#### What you should do:
Nothing in the records may be changed; retype them in full.

[Information supplied — start]

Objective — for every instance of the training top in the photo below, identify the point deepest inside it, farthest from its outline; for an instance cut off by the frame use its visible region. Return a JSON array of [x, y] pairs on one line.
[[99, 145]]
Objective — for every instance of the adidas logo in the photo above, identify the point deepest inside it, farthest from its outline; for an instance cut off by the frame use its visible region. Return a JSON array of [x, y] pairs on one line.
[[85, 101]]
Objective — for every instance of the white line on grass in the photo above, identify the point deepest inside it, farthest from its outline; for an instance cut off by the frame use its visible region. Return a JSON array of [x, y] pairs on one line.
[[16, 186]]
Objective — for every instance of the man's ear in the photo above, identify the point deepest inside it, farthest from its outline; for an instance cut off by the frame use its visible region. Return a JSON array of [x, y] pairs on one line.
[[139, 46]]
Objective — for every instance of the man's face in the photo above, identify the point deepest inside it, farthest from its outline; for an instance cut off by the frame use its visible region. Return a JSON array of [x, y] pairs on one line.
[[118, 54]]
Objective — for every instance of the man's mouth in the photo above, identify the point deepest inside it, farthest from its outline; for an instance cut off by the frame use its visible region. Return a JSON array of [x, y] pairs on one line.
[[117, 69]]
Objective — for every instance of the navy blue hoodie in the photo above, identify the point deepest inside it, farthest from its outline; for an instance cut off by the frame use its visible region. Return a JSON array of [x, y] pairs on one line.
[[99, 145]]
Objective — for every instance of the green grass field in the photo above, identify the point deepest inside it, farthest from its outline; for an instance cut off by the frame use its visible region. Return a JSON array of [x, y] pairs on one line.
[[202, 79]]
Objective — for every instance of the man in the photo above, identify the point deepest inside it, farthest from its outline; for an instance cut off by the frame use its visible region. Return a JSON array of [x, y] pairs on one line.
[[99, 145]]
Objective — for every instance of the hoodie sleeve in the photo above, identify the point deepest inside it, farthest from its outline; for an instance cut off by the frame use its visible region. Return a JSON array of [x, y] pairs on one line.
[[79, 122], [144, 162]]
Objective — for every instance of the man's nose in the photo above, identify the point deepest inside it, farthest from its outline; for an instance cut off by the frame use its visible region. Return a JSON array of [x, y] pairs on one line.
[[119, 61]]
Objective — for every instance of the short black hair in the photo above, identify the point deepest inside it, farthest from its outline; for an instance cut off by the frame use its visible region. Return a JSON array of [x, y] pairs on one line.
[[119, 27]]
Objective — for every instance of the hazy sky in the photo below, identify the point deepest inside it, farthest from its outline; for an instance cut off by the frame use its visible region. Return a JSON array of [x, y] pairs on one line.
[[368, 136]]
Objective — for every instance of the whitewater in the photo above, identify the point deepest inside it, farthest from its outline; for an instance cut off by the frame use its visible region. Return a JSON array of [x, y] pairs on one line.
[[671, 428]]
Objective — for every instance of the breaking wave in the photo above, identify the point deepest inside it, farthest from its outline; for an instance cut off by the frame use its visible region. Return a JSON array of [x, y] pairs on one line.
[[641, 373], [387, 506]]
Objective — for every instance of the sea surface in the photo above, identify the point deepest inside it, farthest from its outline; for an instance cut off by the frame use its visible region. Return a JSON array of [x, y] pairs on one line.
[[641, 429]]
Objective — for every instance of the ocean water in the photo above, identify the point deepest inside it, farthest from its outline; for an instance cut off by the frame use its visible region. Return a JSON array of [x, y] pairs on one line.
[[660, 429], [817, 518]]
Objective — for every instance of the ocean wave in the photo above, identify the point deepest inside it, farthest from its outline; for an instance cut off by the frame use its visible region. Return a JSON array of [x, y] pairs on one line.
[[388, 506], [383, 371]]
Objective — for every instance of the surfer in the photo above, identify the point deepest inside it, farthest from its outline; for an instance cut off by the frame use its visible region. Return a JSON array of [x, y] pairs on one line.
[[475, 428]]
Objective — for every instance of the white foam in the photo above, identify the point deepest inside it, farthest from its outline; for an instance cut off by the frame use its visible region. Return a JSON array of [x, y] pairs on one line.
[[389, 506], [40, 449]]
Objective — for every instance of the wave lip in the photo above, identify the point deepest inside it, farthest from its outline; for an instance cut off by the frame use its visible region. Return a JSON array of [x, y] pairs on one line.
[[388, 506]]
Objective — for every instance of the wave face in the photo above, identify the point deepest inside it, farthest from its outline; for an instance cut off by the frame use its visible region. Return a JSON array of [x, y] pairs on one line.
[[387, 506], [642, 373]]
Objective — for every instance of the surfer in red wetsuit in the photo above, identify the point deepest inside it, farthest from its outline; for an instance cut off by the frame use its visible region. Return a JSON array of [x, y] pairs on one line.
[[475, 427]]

[Information supplied — finish]

#### Answer area:
Objective — for every instance of the training top in the photo below, identify the point deepest inside it, farthest from its outline; for an instance cut off by the frame use its visible region. Return a JSON array of [x, y] pairs on one line.
[[99, 145]]
Objective — for every instance of the adidas logo in the photo above, identify the point deepest inside it, farthest from its outline; for an instance cut off by the frame use its visible region. Return a JSON array of [x, y] pairs on one line.
[[85, 101]]
Objective — for every instance of the white line on grass in the photo above, identify the point deepest inside it, farthest from its outline; for an instance cut off by the frame use its visible region. Return a JSON array of [x, y] pairs on one line.
[[16, 186]]
Objective — for every instance of the man's ear in the photo above, identify the point deepest inside it, farthest from its outline; for an instance cut off by the frame use its visible region. Return a JSON array of [x, y] pairs on one line.
[[139, 46]]
Objective — for every instance of the man's face in the photo above, identify the point deepest inside it, farthest from its outline; for an instance cut off by the frame use its visible region. Return a JSON array of [x, y] pairs on one line.
[[118, 54]]
Objective — for every instance of the man's mouth in the photo above, identify the point deepest inside it, farthest from its outline; for an instance cut off by the frame use its visible region. Return a JSON array of [x, y] pairs on one line.
[[117, 69]]
Objective — for every instance of the navy blue hoodie in the photo above, identify the point deepest inside it, farthest from its outline; for an instance cut off by the frame use its visible region. Return a JSON array of [x, y] pairs on one line.
[[99, 145]]
Objective — for every instance of the green grass field in the photo above, identify the point deepest inside it, farthest from its outline; for an instance cut off by the frame use its visible region. Return a JSON array of [x, y] pairs on one line.
[[202, 79]]
Objective — for every instance of the man in the photo above, identify the point deepest inside it, farthest from its outline; for an instance cut off by the frame use its visible region. Return a JSON array of [x, y] pairs on one line.
[[99, 145]]
Objective — for every instance of the hoodie sleeve in the photo above, identify the point deepest inside it, farthest from its outline; for an instance cut off by the frame use its visible region. Return a JSON array of [x, y] pairs on one line.
[[79, 122], [144, 162]]
Objective — for every instance of the man's nose in the photo above, identify the point deepest inside it, farthest from its outline; for an instance cut off by the frame use its visible region. Return a JSON array of [x, y] pairs on one line.
[[119, 61]]
Objective — for every instance of the short black hair in the photo above, identify the point deepest inside it, farthest from its outline; for an instance cut off by the frame use its visible region. Return a JSON array of [x, y] pairs on one line.
[[119, 27]]
Objective — for every instance of the hazy sky in the photo below, identify the point deepest inside it, farthest from its outline; for an instance cut off by the frame use its visible region. Return a JSON array of [x, y] pairs on one line.
[[368, 136]]
Objective — for every instance of the whitewater in the photo above, identify the point deepest inside it, farthest from its outline; for an instance cut off by the frame use its visible region. Return a JSON array of [x, y] pairs on one line.
[[671, 428]]
Objective — for every instance of the breaking wave in the photo above, identify the point deepest inside it, farthest from its outline; for an instance cut off by the frame use its visible region. Return a JSON array of [x, y] pairs on one line.
[[641, 373], [387, 506]]
Objective — for every instance of the sea surface in the photo above, identify the point deepest inside it, farthest from its outline; for an instance cut off by the frame use its visible region. Return a JSON array of [x, y] pairs on one line.
[[641, 429]]
Objective — for every instance of the ocean water in the photo above, identify the point deepest inside it, farthest from its outline; for an instance cut off by the frame use its visible region. Return a JSON array of [x, y] pairs on one line.
[[660, 429], [817, 518]]
Objective — for every instance of the ocean wave in the photo above, identify the point deepest inside it, farthest from its outline; for an instance cut off by the frame use its visible region. Return a JSON array of [x, y] pairs on one line.
[[388, 506], [383, 371]]
Objective — for every instance of the surfer in the photo above, identify the point deepest inside it, farthest from its outline; for an instance cut off by the frame use its visible region. Return a JSON array of [x, y] pairs on one line.
[[475, 428]]
Objective — for every instance of the white foam in the photo above, identify the point deepest inside it, farthest from its outline; for an instance cut off by the frame use its visible region. Return a JSON array of [x, y] pairs on one line.
[[389, 506], [40, 449]]
Objective — for every instance of the wave lip in the photo above, identify the point deepest inside it, farthest from its outline; for an instance cut off by the frame use its visible region. Return a JSON array of [x, y] pairs on one line.
[[388, 506]]
Objective — for every instance of the wave face in the photo above, identify the point deepest inside it, farthest from its outline; for an instance cut off by the frame use its visible region. Return a JSON array of [x, y] pairs on one line.
[[387, 506], [642, 373]]
Objective — for every instance of the surfer in red wetsuit in the photo above, identify the point deepest inside it, farthest from its outline; for an instance cut off by the frame use its visible region. Return a JSON array of [x, y] pairs on one line.
[[475, 427]]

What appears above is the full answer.